■ **WHAT YOU SHOULD DO**
Pick up the article below on sleep-like rest for neural networks and continue it after its last sentence.

■ **TEXT UNDER STUDY**
*** Begin section ***
Attempts to build neural networks similar in capacity to the human brain have found that periods of rest help quell instability.
Researchers’ efforts to build artificial brains using powerful neural networks have discovered a potential mirroring of humanity in their systems. A team from the Los Alamos National Laboratory in the US, led by Yijing Watkins, found its network simulations became unstable after continuous periods of unsupervised learning.
In a study on its findings, the team said it was only when the networks were exposed to states analogous to the waves that human brains experience during sleep that stability was restored.
“It was as though we were giving the neural networks the equivalent of a good night’s rest,” Watkins said.
“We were fascinated by the prospect of training a neuromorphic processor in a manner analogous to how humans and other biological systems learn from their environment during childhood development.”
The team initially struggled with stabilising simulated neural networks that were undergoing dictionary training, which involves classifying objects without having prior examples to compare them to.
Co-author of the study Garrett Kenyon said that the appearance of unstable systems only arises when attempting to create biologically realistic neuromorphic processors.
Putting AI to sleep
“The vast majority of machine learning, deep learning and AI researchers never encounter this issue because, in the very artificial systems they study, they have the luxury of performing global mathematical operations that have the effect of regulating the overall dynamical gain of the system,” he said.
*** End section ***
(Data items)
*** Begin section ***
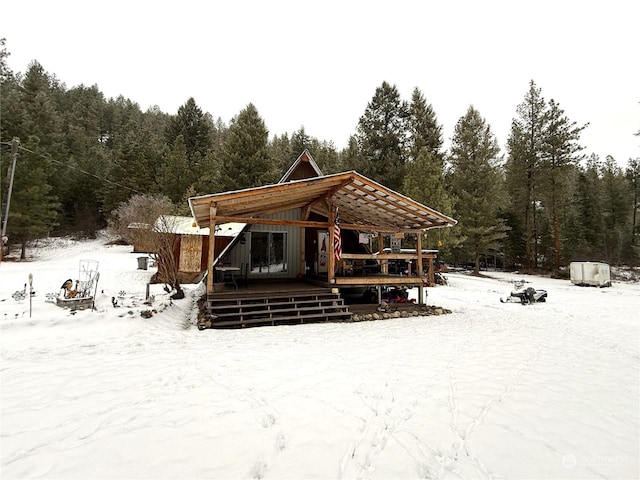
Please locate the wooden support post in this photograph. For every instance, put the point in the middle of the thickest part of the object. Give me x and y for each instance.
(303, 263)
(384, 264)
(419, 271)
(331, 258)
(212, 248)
*** End section ***
*** Begin section ***
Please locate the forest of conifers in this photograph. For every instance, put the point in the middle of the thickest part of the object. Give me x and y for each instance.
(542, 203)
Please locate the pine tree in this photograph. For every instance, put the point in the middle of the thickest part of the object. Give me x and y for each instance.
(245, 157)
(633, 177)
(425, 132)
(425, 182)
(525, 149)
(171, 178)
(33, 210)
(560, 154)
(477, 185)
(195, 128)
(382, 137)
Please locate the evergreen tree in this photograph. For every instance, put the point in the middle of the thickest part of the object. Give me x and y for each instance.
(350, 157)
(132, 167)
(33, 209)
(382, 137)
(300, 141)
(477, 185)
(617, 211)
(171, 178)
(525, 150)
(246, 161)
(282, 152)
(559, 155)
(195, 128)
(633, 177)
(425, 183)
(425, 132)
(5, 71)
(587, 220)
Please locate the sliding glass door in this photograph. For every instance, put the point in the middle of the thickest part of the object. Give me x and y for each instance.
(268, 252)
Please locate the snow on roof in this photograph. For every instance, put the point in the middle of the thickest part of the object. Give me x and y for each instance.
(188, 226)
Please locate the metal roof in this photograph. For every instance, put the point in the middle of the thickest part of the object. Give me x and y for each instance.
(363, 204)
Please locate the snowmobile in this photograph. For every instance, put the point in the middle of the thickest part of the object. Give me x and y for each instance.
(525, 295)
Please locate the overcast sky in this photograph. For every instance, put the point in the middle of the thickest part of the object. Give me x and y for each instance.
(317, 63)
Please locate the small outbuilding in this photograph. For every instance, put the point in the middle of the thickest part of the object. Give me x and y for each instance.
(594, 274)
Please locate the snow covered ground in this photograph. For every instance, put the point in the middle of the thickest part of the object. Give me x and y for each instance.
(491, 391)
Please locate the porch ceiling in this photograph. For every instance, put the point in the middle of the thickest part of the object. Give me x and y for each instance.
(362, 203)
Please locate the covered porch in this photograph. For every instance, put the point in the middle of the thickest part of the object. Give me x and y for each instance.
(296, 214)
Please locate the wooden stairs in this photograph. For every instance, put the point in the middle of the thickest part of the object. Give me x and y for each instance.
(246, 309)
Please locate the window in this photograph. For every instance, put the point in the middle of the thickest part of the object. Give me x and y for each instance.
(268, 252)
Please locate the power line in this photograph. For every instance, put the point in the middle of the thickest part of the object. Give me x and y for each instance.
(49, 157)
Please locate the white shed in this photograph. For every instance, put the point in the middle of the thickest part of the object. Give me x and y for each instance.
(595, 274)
*** End section ***
■ **OUTPUT FOR THIS EXERCISE**
The decision to put the neural networks into a state of sleep was considered a last resort, the team said. They experimented with various types of noise, roughly comparable to the static you might encounter between stations while tuning a radio.
The best results came when using waves of Gaussian noise, which include a wide range of frequencies and amplitudes. It’s believed that this noise mimics the input received by biological neurons during slow-wave sleep.
The results suggest that slow-wave sleep may act, in part, to ensure that cortical neurons maintain their stability and do not hallucinate. The team is now looking to implement its algorithm into Intel’s Loihi neuromorphic chip.
Allowing Loihi to sleep every so often will allow it to stably process data from a silicon retina camera in real time. If confirmed, the team said, we may expect the same to be true for androids and other intelligent machines in the future.
Watkins will present the team’s findings at an upcoming Women in Computer Vision virtual conference.